(Beginning of Page extract)

Sons and Mothers: Stories from Mennonite Men
Edited by Mary-Ann Loewen
University of Regina Press, 2015
The genesis of Sons and Mothers: Stories from Mennonite Men came at the June 2013 book launch for a different book, Mothering Mennonite, a collection of stories women wrote about their Mennonite mothers. “That evening, I decided to take up the challenge of crossing the gender/generation divide and allow men to share their stories about their Mennonite mothers,” writes Mary-Ann Loewen, who became the “coaxer,” as she puts it, of stories from the 12 men who appear in this volume.
The contributors-teachers, writers, academics, a poet, a conductor, a therapist, a pastor-often bring literary talent to bear as they write about the maternal relationship against a background of faith.
Michael Goertzen, who now teaches abroad, mixes prose and poetry for a picture of Hilda, who fled the Russian Civil War after the Revolution, with a dose of survivor guilt: “In a silent struggle, she grappled with her own Anabaptist traditions, songs and those abandoned farms of the Molotschna Colony and other communities where she and her ancestors had lived.”
In free verse, Christoff Engbrecht in Winnipeg recalls his mother, Sharon, as “queen of rotundas/lazysusans, vestibules and chandeliers/gorse and hassocks/and slow turf fires.”
Each of the portraits explores a mother-and-son’s relationship with the faith that traces its heritage to the 16th-century Anabaptist (re-baptizer) movement in Switzerland and is popularly named for Dutch pastor Menno Simons. In Canada today, there are about 200,000 Mennonites, with concentrations in southern Ontario and Manitoba.
One revealing aspect of the book is seeing how men discover the complex relationship between mothers and church. Paul Tiessen hints at things hidden in “Things my friends did not know about my mom”-the main thing being his mother Helen’s gradual withdrawal from “the ongoing and vigorous activity of church life.” She would visit her mother on Sundays and listen to the church service “through a closed-circuit hookup.” Tiessen sensitively seeks to understand this through exploring the social and psychological effect of early trauma-another emigration from Russia-on his mother.

(End of Page extract)
(Beginning of Information supplied)

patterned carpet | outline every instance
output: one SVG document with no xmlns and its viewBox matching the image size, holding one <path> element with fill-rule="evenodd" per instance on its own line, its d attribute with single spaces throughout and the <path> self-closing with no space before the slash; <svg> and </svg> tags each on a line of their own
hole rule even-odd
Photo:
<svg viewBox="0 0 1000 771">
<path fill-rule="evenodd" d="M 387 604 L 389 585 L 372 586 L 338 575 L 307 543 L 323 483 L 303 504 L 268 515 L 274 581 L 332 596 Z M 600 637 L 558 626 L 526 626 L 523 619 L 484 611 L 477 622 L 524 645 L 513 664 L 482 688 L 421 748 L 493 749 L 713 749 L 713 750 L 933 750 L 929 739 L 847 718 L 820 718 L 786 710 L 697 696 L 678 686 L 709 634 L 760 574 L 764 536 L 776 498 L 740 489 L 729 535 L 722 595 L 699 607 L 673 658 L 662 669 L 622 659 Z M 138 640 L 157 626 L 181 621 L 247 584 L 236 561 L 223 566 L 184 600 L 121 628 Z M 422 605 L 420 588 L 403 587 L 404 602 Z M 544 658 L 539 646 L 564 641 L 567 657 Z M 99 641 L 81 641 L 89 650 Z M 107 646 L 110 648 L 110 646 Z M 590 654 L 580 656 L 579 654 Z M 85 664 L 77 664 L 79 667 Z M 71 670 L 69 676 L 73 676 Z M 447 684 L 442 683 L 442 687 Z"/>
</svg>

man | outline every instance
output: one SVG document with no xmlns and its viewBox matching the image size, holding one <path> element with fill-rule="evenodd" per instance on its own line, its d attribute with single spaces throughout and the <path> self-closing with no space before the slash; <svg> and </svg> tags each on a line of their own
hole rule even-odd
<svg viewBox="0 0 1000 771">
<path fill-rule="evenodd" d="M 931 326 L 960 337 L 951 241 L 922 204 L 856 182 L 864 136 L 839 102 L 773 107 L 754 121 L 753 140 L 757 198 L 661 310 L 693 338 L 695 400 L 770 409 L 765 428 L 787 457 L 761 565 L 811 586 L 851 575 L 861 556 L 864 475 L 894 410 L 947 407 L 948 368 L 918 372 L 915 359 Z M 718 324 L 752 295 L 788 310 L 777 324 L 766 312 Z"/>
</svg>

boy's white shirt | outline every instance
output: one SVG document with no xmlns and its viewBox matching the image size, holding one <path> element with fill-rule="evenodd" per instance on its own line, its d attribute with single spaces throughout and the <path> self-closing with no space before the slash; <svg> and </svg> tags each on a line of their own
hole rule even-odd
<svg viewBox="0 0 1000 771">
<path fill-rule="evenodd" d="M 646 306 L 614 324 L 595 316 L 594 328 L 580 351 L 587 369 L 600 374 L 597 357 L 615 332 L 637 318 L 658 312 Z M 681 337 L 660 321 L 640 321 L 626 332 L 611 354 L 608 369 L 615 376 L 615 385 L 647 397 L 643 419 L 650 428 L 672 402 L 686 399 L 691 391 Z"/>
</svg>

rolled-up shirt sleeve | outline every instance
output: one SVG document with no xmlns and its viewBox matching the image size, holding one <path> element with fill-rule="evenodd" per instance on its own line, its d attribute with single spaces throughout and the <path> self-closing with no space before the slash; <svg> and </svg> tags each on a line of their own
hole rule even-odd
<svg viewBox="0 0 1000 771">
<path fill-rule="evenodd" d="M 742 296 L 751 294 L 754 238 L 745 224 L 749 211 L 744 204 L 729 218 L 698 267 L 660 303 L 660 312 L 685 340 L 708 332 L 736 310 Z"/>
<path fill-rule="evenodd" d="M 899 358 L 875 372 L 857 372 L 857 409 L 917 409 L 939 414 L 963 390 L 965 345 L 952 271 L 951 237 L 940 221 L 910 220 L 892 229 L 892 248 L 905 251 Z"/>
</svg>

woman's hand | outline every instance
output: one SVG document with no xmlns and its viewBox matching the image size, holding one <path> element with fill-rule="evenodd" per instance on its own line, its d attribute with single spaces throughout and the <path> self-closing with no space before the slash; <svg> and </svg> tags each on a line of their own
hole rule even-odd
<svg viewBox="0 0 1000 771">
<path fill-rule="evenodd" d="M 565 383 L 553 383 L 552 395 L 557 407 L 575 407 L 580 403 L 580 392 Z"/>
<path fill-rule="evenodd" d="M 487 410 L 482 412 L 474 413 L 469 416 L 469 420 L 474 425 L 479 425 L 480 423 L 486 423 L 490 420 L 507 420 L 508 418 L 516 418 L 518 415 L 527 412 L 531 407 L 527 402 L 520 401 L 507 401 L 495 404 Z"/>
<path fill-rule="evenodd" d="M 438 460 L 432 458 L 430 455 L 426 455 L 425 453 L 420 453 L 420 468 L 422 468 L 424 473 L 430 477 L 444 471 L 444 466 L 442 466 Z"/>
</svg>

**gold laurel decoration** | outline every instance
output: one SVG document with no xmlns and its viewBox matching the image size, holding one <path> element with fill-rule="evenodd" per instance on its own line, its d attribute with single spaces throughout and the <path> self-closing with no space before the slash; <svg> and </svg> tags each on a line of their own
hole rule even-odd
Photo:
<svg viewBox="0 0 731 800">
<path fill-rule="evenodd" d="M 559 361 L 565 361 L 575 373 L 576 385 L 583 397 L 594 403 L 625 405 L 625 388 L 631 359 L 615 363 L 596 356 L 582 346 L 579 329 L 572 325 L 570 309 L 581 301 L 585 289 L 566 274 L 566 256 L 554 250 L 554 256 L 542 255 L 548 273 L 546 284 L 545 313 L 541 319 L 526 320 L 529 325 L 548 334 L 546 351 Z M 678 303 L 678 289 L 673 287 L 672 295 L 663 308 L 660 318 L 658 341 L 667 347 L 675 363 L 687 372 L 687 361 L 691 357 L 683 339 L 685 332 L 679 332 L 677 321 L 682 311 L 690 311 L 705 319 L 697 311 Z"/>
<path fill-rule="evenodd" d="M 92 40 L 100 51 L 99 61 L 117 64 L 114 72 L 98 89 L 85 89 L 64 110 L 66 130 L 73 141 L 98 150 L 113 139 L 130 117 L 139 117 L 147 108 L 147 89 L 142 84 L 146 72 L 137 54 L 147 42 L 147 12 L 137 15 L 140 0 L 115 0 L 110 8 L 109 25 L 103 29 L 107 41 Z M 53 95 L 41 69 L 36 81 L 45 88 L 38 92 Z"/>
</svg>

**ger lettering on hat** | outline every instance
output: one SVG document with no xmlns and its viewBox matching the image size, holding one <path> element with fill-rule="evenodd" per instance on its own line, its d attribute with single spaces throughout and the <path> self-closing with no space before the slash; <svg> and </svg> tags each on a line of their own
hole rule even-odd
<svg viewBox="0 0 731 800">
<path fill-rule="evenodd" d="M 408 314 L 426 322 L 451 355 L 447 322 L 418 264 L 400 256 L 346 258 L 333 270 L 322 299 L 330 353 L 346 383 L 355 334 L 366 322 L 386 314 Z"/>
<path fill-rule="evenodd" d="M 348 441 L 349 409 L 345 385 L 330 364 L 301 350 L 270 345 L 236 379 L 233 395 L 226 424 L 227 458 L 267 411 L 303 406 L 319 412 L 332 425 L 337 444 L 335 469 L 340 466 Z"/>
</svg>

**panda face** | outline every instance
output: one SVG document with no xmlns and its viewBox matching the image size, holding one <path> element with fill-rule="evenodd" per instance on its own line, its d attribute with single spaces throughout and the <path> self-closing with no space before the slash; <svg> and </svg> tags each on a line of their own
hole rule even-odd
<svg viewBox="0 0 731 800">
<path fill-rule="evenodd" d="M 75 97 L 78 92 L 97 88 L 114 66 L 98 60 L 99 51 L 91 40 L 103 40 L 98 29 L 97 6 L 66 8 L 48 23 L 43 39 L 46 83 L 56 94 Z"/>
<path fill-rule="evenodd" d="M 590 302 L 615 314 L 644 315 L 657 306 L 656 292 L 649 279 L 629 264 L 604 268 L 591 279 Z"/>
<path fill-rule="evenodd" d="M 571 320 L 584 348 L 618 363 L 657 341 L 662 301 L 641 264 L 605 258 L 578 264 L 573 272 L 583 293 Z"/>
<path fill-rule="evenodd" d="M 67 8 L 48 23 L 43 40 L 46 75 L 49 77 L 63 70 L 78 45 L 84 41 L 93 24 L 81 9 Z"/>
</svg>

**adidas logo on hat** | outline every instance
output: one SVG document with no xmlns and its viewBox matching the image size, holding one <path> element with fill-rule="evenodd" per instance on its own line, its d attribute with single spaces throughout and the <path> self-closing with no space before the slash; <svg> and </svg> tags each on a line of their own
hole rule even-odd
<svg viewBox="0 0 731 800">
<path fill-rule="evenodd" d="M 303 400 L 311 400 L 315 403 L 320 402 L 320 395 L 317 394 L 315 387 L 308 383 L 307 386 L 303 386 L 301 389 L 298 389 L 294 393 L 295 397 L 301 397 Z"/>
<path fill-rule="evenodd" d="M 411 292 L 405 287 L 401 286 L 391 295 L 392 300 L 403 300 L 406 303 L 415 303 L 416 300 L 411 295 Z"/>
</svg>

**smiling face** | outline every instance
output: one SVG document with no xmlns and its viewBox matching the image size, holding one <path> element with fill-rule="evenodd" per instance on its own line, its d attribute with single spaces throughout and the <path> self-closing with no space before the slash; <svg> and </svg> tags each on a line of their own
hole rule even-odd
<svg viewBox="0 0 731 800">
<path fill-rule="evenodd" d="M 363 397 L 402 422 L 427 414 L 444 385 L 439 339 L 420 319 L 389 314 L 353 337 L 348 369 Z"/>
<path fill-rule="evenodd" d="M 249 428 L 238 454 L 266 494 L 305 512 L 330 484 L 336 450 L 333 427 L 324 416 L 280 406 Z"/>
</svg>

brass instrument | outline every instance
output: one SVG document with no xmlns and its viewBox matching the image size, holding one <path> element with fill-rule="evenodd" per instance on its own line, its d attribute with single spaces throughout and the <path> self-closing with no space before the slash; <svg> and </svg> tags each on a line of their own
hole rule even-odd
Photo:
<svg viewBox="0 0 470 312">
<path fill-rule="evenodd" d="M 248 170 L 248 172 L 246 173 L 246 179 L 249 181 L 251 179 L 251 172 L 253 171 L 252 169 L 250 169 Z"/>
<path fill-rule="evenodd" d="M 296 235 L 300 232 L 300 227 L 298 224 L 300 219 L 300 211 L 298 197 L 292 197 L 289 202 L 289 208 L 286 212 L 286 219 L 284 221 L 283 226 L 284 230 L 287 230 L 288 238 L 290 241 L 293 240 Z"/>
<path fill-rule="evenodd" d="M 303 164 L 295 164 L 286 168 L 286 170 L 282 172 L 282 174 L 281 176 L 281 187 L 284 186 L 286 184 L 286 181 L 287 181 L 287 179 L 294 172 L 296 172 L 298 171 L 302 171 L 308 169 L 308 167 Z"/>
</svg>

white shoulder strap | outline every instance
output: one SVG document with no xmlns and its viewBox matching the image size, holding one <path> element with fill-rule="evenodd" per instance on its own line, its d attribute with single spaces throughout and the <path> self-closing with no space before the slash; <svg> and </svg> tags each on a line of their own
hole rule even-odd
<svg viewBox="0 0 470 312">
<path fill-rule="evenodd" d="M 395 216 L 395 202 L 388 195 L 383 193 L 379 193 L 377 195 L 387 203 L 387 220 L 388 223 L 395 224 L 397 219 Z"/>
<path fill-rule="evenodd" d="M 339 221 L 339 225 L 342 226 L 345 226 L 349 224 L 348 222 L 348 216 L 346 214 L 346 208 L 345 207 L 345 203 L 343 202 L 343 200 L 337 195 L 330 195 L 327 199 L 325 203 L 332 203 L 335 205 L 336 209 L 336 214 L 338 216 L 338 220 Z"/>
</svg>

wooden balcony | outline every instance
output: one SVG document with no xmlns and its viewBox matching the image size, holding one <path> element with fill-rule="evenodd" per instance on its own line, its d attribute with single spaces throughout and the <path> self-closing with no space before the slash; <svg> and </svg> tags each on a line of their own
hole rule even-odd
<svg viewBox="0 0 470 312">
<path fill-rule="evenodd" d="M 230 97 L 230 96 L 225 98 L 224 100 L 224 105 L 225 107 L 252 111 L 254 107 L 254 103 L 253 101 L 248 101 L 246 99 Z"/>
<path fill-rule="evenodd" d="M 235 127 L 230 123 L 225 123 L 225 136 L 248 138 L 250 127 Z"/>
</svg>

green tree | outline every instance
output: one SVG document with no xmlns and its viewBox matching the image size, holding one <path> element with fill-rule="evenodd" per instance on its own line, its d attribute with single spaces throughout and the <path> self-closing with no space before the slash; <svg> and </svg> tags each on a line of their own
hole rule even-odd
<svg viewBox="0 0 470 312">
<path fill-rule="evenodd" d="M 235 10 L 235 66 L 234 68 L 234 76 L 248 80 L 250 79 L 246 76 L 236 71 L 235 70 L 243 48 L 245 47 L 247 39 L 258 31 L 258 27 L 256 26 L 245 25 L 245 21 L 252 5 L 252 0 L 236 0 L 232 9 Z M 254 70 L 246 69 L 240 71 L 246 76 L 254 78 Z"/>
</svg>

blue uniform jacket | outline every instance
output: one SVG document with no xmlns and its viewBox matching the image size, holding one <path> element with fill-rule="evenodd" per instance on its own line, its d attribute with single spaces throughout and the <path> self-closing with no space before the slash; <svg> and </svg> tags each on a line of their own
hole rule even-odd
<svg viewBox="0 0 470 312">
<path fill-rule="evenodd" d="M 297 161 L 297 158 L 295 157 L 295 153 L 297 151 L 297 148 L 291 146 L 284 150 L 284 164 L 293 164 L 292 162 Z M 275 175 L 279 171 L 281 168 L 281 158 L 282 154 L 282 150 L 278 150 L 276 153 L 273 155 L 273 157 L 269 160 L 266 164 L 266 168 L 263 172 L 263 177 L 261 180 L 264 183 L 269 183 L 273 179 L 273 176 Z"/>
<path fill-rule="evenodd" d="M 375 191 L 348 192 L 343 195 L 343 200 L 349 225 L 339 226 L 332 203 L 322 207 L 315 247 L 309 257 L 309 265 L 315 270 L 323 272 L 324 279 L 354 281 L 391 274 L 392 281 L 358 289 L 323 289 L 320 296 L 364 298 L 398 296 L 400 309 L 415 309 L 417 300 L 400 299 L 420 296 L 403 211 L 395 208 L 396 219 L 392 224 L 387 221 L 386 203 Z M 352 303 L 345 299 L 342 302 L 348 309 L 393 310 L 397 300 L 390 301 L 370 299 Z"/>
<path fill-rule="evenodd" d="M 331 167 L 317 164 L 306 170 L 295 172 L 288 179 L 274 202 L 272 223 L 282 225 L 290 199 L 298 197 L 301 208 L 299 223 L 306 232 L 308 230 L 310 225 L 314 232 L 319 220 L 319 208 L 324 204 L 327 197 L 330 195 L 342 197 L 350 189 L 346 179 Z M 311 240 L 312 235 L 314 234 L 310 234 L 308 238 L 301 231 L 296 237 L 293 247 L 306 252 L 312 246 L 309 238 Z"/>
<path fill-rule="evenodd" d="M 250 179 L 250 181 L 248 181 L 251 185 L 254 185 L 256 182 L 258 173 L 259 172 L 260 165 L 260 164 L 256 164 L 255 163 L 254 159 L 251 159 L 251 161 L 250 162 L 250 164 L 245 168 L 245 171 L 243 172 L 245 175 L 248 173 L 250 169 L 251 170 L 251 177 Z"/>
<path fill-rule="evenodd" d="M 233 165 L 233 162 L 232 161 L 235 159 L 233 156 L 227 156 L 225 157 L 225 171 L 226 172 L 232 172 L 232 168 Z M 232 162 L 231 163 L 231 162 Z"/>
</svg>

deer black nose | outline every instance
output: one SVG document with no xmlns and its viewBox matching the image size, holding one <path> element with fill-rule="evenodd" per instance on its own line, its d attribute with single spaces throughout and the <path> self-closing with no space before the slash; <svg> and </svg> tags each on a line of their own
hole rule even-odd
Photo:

(End of Information supplied)

◆ Exercise set
a) According to the book review, about how many Mennonites live in Canada today?
b) Reproduce the part of the book review that starts at "The contributors-teachers, writers, academics, a" and ends at "background of faith.".

◆ Solutions to the exercise
a) About 200,000.

b)
The contributors-teachers, writers, academics, a poet, a conductor, a therapist, a pastor-often bring literary talent to bear as they write about the maternal relationship against a background of faith.